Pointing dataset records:

****************

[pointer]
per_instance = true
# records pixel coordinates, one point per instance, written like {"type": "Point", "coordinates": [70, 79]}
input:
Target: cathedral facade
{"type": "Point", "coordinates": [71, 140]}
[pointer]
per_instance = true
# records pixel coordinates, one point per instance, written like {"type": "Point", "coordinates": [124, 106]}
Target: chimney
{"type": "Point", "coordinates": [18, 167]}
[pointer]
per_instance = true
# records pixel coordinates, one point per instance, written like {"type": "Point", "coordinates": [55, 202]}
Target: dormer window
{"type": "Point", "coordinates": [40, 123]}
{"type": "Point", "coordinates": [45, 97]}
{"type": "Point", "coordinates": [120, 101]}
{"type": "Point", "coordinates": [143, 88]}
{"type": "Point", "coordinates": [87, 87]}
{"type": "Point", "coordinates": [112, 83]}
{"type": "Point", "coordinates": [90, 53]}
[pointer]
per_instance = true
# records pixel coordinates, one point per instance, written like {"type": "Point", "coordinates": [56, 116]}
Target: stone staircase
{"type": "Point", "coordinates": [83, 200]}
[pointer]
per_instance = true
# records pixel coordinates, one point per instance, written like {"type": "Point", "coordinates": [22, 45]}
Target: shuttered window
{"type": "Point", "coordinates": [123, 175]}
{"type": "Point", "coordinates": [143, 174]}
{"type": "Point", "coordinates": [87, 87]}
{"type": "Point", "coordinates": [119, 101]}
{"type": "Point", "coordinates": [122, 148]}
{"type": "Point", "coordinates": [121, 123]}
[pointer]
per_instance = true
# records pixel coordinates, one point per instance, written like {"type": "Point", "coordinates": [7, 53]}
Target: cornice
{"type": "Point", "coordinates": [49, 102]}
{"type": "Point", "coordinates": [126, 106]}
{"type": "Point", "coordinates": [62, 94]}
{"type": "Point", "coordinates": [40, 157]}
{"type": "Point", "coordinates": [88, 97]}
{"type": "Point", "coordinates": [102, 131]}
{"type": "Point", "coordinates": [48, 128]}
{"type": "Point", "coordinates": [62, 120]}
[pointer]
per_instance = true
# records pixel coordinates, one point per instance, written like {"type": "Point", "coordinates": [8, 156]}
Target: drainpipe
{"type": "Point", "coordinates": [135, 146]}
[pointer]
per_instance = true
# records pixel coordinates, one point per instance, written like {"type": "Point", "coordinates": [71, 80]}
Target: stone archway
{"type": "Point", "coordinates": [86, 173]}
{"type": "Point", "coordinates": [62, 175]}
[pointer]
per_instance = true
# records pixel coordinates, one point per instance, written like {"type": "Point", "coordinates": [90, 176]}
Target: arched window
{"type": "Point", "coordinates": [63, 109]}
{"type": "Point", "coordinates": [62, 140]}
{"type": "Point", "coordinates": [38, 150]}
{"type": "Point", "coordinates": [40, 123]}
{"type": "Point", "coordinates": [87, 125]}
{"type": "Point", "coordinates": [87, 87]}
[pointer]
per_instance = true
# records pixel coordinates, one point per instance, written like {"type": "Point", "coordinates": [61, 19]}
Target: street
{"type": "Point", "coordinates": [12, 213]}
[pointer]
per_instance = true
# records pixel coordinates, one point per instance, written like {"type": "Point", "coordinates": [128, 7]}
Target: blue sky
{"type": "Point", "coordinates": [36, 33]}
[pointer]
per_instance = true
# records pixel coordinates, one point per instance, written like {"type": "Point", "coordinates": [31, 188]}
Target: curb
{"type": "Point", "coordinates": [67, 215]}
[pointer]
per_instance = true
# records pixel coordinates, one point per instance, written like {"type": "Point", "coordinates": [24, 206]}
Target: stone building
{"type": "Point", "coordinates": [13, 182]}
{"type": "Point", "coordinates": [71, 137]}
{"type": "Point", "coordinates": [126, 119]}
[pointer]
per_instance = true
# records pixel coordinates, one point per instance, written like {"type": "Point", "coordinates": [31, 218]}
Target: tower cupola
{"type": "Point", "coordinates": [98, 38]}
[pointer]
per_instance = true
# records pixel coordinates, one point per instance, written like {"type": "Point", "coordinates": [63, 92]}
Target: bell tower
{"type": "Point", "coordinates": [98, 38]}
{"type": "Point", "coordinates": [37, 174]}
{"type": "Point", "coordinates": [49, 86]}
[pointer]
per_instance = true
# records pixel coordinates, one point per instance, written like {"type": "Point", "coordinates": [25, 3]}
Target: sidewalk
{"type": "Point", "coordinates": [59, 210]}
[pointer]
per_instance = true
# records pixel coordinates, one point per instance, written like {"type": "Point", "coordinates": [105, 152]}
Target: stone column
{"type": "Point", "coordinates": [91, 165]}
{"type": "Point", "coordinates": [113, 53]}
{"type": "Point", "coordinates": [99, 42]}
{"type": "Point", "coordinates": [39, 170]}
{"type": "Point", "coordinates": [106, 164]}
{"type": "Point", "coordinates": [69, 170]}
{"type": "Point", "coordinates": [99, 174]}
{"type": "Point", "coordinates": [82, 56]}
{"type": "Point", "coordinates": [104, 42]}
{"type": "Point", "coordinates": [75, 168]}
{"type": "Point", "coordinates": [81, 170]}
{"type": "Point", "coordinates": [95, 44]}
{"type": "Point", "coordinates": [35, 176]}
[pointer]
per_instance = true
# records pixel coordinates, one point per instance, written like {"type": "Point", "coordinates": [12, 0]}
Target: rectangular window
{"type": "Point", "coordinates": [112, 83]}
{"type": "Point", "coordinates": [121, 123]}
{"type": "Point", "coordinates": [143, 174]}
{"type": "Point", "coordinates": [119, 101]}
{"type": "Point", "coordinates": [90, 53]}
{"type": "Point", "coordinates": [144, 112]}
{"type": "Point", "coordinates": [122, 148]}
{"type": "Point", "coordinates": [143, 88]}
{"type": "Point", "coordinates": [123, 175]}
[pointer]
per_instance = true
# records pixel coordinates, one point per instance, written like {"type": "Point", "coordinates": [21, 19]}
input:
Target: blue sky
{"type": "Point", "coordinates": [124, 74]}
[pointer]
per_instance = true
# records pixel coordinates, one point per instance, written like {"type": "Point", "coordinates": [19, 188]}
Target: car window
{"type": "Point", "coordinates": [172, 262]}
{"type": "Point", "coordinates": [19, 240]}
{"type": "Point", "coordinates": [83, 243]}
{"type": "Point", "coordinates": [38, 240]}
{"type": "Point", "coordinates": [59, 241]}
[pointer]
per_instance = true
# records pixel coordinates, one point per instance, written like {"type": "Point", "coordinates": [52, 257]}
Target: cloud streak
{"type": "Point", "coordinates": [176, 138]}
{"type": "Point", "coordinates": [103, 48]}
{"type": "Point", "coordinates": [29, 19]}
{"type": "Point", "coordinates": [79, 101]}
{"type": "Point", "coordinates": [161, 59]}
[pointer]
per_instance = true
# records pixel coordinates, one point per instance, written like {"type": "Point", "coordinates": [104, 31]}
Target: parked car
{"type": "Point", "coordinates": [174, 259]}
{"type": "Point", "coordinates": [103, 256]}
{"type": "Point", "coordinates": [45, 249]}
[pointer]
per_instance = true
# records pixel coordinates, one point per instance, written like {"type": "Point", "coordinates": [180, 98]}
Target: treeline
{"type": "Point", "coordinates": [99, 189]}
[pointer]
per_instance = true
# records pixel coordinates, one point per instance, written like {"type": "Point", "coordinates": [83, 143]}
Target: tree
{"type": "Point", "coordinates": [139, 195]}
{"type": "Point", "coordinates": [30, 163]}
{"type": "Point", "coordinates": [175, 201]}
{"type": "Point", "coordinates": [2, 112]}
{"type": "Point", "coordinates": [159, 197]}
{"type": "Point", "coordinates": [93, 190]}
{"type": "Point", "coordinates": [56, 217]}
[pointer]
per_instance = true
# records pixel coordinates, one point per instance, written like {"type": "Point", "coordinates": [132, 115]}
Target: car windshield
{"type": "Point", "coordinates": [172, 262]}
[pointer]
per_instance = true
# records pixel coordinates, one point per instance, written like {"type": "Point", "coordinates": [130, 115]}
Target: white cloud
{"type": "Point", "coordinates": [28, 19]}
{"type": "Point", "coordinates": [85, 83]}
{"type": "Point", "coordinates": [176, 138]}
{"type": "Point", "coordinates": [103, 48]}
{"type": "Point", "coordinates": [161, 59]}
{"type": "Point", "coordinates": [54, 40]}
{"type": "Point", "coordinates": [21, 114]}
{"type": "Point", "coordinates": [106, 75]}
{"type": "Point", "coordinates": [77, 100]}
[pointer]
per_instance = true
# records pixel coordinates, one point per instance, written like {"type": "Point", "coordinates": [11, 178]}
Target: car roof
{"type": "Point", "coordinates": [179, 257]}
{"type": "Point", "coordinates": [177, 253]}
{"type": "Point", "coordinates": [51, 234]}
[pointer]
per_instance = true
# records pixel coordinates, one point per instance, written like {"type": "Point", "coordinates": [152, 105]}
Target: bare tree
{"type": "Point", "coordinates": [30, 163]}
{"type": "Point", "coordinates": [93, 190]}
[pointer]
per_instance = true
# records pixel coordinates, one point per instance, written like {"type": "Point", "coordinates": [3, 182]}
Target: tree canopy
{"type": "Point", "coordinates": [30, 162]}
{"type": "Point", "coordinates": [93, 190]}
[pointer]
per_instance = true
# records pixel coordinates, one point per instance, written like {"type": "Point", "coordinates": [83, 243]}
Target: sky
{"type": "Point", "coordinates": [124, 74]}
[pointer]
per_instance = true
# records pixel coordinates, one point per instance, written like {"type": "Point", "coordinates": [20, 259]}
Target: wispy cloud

****************

*What the task requires*
Report every line in the rows above that contains the word "cloud", copying each such line in full. Matching is case-sensitive.

*Answer*
Target: cloud streak
Target: white cloud
Target: wispy cloud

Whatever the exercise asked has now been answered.